- What to work on
Copy only this range: the line with "Can you see the clod" through the final line of the material, inclusive at both ends.

═══

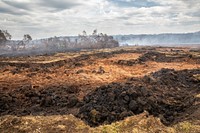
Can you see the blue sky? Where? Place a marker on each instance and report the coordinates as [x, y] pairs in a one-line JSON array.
[[46, 18]]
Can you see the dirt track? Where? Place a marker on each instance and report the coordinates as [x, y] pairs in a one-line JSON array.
[[102, 87]]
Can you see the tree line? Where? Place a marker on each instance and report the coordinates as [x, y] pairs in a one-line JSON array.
[[82, 41]]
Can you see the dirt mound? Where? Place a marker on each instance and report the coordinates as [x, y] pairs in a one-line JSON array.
[[159, 57], [166, 94], [26, 100]]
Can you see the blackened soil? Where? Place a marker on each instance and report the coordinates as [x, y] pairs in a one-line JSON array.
[[159, 57], [166, 94]]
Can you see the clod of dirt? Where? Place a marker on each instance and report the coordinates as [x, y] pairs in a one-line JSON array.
[[162, 97]]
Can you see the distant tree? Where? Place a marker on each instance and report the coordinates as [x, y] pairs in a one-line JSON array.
[[22, 44], [27, 38], [4, 36]]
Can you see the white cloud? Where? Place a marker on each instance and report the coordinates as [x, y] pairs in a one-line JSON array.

═══

- Exercise answer
Can you see the clod of dirt? Where? Place a marker on each instance and report the coordinates as [x, y] pairs in a one-line JSON array.
[[162, 97]]
Can you see the distant tree? Where? Place a marker on each instance and report the coordinates as [x, y] pairs in a one-line JSON array.
[[22, 44], [27, 38], [4, 36]]
Can you see the white cloud? Where? Place a marker on each instance and report the coordinates as [x, y] pairs in a one-line JSON array.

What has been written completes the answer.